» **Data section**:
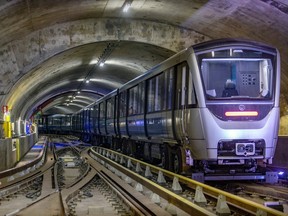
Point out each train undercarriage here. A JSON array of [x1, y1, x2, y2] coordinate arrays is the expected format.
[[85, 133, 278, 183]]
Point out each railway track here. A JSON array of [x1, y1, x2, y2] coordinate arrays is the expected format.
[[90, 147, 286, 215], [0, 137, 285, 216]]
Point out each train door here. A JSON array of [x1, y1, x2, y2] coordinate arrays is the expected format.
[[170, 62, 201, 173], [174, 62, 196, 141]]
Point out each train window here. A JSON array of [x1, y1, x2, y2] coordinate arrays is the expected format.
[[176, 62, 196, 108], [107, 97, 115, 118], [163, 67, 174, 110], [198, 47, 274, 100], [148, 73, 167, 112], [99, 102, 105, 120], [119, 91, 127, 117], [128, 82, 145, 115], [147, 67, 174, 112]]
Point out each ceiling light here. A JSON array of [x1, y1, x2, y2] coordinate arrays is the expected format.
[[122, 0, 133, 13], [123, 3, 131, 13]]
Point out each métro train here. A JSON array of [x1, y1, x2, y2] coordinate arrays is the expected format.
[[39, 39, 280, 180]]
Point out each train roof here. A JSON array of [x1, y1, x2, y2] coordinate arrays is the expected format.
[[192, 38, 277, 54], [77, 38, 278, 112]]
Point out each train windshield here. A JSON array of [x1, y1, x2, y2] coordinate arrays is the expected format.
[[197, 48, 275, 100]]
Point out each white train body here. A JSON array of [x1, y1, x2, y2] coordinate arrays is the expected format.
[[45, 39, 280, 179]]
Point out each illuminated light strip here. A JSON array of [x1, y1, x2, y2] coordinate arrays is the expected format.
[[225, 111, 258, 116]]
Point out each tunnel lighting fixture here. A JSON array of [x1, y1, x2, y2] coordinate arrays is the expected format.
[[212, 51, 215, 57], [123, 1, 132, 13]]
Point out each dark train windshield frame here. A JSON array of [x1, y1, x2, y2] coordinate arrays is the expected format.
[[196, 46, 276, 100]]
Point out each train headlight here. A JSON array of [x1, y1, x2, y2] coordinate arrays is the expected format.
[[236, 143, 255, 156]]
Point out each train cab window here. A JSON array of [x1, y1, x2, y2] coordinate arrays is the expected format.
[[119, 91, 127, 117], [198, 47, 275, 100]]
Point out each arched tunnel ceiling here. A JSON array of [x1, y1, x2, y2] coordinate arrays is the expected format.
[[0, 0, 288, 118]]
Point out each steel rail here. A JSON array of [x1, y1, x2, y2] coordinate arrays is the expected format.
[[90, 147, 286, 216]]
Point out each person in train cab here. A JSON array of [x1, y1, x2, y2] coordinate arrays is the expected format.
[[222, 79, 238, 97]]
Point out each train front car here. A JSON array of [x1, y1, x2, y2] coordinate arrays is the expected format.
[[190, 40, 280, 180]]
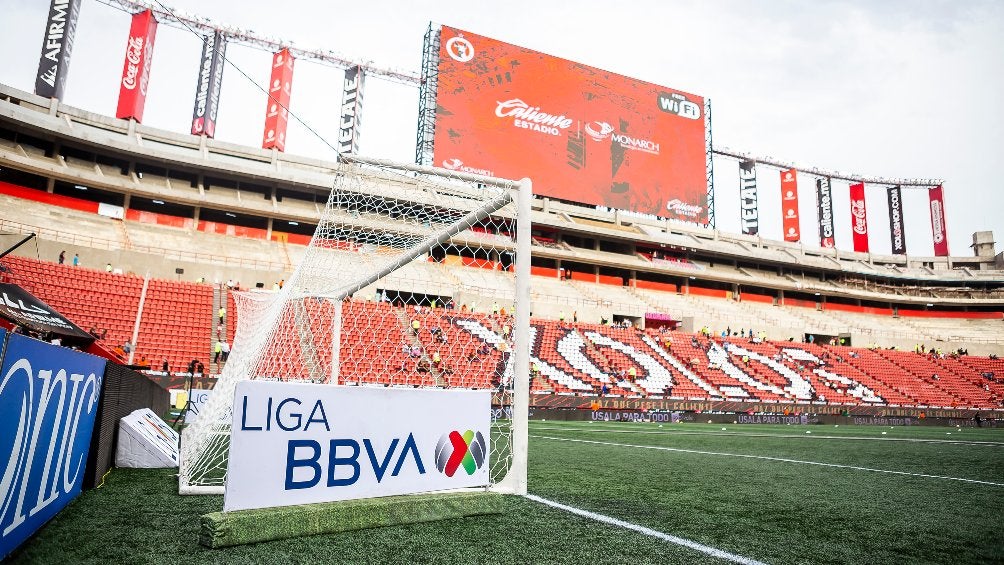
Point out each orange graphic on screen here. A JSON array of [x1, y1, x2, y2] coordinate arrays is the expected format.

» **Exercise instructions**:
Turn the rows above into a Markdown table with the columns Number and Line, one table row for each nonblank line. Leave out the pictures.

» **Complete response**:
| Number | Line |
|---|---|
| 1 | Point out each train undercarriage here. A JSON array of [x1, y1, x2, y2] coordinate arrays is the expected format. |
| 2 | [[85, 133, 278, 183]] |
| 3 | Point out each railway track here. A JSON array of [x1, y1, x2, y2] coordinate arrays is the expected format. |
| 4 | [[90, 147, 286, 215], [0, 137, 285, 216]] |
| 5 | Point out each train door here. A JSON array of [x1, y1, x2, y2] coordinate arrays is the expected format. |
| 6 | [[170, 62, 201, 173], [174, 62, 196, 141]] |
| 7 | Point out each train window here. A JSON array of [x1, y1, x2, y2] coordinate arrays is the expected format. |
| 8 | [[176, 62, 196, 108], [107, 97, 115, 118], [163, 67, 174, 110], [198, 47, 274, 100], [148, 73, 167, 112], [99, 102, 105, 120], [119, 91, 127, 117], [128, 82, 145, 115], [147, 67, 174, 112]] |
| 9 | Point out each ceiling light here. A JSON array of [x1, y1, x2, y2] coordinate arrays is the expected format. |
| 10 | [[122, 0, 133, 13], [123, 3, 131, 13]] |
| 11 | Point out each métro train here. A JSON array of [x1, y1, x2, y2] coordinate arrays is the expected format. |
| 12 | [[39, 39, 280, 180]] |
| 13 | Point out each train roof here. A JSON array of [x1, y1, x2, y2] coordinate arrays is the expected format. |
| 14 | [[192, 38, 277, 54], [77, 38, 278, 112]] |
| 15 | Point out each train windshield here. A JSON array of [x1, y1, x2, y2] coordinate arrays is the expected format. |
| 16 | [[197, 48, 275, 100]] |
| 17 | Point out each white train body here. A JSON array of [x1, y1, x2, y2] coordinate arrays is the expected format. |
| 18 | [[45, 39, 280, 179]] |
| 19 | Point out each illuminated light strip here. A JSON array of [x1, y1, x2, y2] coordinate arrays is the expected format. |
| 20 | [[225, 111, 258, 116]] |
| 21 | Point out each tunnel lighting fixture here. A JSON array of [x1, y1, x2, y2] coordinate arrays is the expected format. |
| 22 | [[212, 51, 215, 57], [123, 1, 132, 13]] |
| 23 | Point out each dark train windshield frame here. A JSON array of [x1, y1, x2, y2] coordinate arrays is the expected format. |
| 24 | [[196, 46, 276, 100]] |
| 25 | Point out each train headlight here. A JSON array of [x1, y1, x2, y2] coordinate arrays is the expected format. |
| 26 | [[236, 143, 255, 156]] |
| 27 | Point out each train cab window here. A JSON array of [x1, y1, x2, y2] coordinate arrays is the expected format. |
| 28 | [[119, 91, 127, 117], [198, 47, 275, 100]] |
| 29 | Point out each arched tunnel ceiling here. A JSON array of [x1, y1, x2, y2] coordinate arrays is the expected format. |
| 30 | [[0, 0, 288, 118]] |
| 31 | Point out each steel rail here. A JSON array of [x1, y1, x2, y2] coordinate arrays is the expected format. |
| 32 | [[90, 147, 286, 216]] |
| 33 | Point out each person in train cab here. A JSON array of [x1, y1, x2, y2] coordinate arrays is the expected format. |
| 34 | [[222, 79, 238, 97]] |
| 35 | Point out each train front car here. A JSON array of [x1, y1, x2, y2] coordinate arrays is the expected format. |
| 36 | [[190, 40, 280, 180]] |
| 37 | Point out each orange graphic on screen here. A JSON array of [x1, y1, x2, y2] coordinate arrays is the expected format. |